# [Text]
···

Keep reading to learn more about the damaging beauty ideal. Plus, hear from Siena Liggins, an independent artist and songwriter, about how it affects the music industry and what’s necessary for change.

European beauty standards focus on specific physical features, including light skin and eyes, thin bodies and noses, and poker-straight hair, to name a few.

“It’s honestly just a trickle effect of something that just exists in our culture on a very wide scale,” Liggins says about European beauty standards.

The Western ideal defines beauty through thinness and whiteness, something American culture was all about for, you know, ever.

Still, whiteness remains the most represented ideal, and we still obsess over thin bodies, regularly debating which celebrities may or may not be on weight loss medication.

The impression the European beauty standards leave us with is that those who most closely match the call for light skin and eyes, thin noses, etc., are the best or most attractive people — leaving some people of color to internalize the messaging, resulting in feelings of self-hate.

This Western beauty ideal is not only exclusionary — shutting out Black, Indigenous, Arab, and Asian, Pacific Islander people — but it’s also deeply harmful.

The standard is unmistakably splashed across the entertainment and beauty industries, from not finding your makeup shade to not seeing your features represented in media.

It also penetrates our daily work and play, creating societal issues and difficulty with self-esteem that impacts everything from securing and keeping a job to socializing and education, starting as young as nursery school.

Some of the first research on skin color and self-perception among Black children included “the doll test.” Researchers presented Black children, aged 3–7, with four dolls that all looked the same — except for their skin color — and asked them a series of questions about which dolls were nicest or prettiest and which they liked best.

···

# [Exercise tasks]
1. Output the part of the beauty standards text that opens with the words containing "The Western ideal" and closes with "weight loss medication.".
2. According to the beauty standards text, what was the age range of the Black children in the doll test?
3. Write the next part of the text on European beauty standards, picking up after its last sentence.
You can leave the rows aside.

···

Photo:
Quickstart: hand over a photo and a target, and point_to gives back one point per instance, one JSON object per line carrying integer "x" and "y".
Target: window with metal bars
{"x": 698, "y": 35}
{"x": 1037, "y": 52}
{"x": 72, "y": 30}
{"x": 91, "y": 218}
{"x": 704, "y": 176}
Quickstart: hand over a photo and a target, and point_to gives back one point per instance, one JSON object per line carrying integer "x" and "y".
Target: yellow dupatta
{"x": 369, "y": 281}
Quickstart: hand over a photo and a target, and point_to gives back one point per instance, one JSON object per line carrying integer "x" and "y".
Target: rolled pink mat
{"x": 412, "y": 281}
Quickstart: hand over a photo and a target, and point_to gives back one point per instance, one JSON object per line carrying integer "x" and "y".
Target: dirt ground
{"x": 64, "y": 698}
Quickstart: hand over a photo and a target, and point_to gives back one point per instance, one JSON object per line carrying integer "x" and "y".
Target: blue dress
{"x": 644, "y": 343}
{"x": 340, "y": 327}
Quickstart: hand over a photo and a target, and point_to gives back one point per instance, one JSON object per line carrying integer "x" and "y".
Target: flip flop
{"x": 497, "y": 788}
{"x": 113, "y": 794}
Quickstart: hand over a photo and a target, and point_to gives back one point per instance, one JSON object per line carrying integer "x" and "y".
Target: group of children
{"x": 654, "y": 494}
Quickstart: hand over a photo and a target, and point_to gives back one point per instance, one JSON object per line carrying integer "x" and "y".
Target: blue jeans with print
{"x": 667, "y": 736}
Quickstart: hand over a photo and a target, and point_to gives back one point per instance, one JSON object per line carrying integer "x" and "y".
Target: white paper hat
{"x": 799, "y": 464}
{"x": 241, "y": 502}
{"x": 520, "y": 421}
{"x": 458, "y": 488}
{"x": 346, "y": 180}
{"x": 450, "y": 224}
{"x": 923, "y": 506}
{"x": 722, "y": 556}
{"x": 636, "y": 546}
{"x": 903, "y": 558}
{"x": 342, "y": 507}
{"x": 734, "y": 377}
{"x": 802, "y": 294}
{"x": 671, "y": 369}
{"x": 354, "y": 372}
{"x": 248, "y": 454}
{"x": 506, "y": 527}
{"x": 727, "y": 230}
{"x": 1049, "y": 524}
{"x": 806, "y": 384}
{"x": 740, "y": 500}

···

# [Answers by task]
1.
The Western ideal defines beauty through thinness and whiteness, something American culture was all about for, you know, ever.

Still, whiteness remains the most represented ideal, and we still obsess over thin bodies, regularly debating which celebrities may or may not be on weight loss medication.

2. They were 3 to 7 years old.

3.
Two-thirds of the Black children chose the white doll. The test was repeated in a similar way in 2005, with 16 of the 21 preschool-aged Black children selecting the white doll.

“The reality is that you need people to challenge them if you’re ever going to see anything change,” Liggins says about beauty standards.

She points to “AMERICAN REQUIEM,” one song off Beyoncé’s country album Cowboy Carter.

“She talks about how for things to stay the same, they have to change again,” Liggins explains. Though she believes Beyoncé refers to a hope for peace and healing in the United States, Liggins says this concept can lend to beauty standards.

When it comes to the idealistic view that we put on celebrities and pop culture, Liggins says you have to reimagine what it looks like over and over again. “And what that requires is letting in new people, and it can’t just be from a vanity’s perspective,” Liggins says.

Coupled with who is represented in music videos, Liggins says change is also needed at a gatekeeper level. “It has to be the people who are coming up with the ideas and bringing them into fruition who also have to have diversity, not just a thought but of background, culture, and ethnicity,” she says.

Otherwise, Liggins says, we’ll only continue to see spikes in diversity, making inclusion more of a fad than a serious change.